Point-per-instance localization data
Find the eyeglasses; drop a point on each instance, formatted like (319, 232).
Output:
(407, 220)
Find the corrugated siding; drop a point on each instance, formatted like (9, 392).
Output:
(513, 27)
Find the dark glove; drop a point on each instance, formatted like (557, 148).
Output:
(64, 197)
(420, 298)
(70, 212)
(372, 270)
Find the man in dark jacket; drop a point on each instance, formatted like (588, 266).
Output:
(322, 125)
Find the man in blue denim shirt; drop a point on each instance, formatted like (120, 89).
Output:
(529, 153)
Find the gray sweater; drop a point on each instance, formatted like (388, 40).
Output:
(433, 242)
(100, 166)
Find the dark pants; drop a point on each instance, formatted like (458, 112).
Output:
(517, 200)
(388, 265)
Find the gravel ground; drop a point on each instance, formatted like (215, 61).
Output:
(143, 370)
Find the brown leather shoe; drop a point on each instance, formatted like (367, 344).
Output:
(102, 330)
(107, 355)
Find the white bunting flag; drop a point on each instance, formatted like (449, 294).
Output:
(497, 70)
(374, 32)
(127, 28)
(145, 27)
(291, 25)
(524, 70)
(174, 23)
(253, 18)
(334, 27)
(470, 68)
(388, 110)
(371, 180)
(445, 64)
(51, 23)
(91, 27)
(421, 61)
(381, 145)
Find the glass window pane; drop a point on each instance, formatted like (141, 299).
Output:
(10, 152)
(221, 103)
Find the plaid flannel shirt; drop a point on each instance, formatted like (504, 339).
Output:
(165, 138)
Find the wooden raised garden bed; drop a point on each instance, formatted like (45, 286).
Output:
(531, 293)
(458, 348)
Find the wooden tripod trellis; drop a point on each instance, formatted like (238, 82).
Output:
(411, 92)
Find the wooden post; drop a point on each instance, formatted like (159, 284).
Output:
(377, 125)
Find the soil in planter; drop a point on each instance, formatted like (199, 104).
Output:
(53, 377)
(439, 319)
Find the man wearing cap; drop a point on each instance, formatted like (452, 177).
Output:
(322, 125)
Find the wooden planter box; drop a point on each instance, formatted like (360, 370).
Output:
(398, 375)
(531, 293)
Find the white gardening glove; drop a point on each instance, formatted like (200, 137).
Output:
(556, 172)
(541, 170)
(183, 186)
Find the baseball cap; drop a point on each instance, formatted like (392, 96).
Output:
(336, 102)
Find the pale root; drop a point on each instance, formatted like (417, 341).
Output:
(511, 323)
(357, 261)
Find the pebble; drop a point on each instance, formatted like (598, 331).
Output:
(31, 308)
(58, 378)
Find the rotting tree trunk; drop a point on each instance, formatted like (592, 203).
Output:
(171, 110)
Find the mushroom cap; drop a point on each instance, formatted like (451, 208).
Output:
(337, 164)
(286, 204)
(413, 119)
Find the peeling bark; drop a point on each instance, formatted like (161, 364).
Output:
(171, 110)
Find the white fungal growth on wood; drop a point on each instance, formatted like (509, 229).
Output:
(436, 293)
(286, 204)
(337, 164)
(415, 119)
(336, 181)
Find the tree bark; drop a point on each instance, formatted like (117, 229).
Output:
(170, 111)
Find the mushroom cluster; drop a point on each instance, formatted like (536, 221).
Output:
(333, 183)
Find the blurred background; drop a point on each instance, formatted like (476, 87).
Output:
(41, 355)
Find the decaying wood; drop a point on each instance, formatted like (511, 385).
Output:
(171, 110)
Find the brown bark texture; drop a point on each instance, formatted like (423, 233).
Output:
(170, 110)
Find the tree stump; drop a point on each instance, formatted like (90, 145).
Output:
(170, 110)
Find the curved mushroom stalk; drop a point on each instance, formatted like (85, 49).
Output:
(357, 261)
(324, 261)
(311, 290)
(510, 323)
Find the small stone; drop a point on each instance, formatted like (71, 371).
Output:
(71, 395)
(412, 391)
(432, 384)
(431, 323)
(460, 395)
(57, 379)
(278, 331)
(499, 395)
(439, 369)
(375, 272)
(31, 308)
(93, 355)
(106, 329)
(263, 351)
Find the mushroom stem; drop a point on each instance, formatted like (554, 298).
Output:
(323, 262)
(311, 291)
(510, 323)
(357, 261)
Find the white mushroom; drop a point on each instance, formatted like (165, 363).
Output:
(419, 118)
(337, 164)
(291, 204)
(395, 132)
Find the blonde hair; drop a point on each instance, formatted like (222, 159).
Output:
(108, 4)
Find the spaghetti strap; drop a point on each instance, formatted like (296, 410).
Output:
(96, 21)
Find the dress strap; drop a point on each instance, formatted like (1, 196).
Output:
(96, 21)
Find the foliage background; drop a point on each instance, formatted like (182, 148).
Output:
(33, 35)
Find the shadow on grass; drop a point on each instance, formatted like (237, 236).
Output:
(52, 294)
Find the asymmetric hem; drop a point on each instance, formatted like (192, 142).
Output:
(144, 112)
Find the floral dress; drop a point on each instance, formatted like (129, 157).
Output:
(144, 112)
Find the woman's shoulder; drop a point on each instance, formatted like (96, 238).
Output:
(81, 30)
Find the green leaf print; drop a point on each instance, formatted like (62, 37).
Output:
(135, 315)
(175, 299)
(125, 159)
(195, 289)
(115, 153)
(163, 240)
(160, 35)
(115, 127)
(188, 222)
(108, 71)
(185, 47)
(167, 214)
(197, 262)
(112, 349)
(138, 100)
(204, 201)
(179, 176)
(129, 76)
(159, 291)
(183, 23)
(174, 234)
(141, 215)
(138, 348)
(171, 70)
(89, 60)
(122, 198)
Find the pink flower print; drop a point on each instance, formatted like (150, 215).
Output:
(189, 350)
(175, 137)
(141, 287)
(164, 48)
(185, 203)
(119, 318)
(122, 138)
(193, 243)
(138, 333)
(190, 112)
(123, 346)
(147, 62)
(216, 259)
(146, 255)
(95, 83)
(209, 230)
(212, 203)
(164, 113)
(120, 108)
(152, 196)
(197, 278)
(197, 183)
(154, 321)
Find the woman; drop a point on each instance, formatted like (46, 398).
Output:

Exercise goal: All lines of the records above with the word "planter" in them are to be copied.

Answer to this task:
Find the soil in planter; drop a point on each instance, formatted like (199, 104).
Find the wooden planter box; drop a point on each instance, formatted like (360, 370).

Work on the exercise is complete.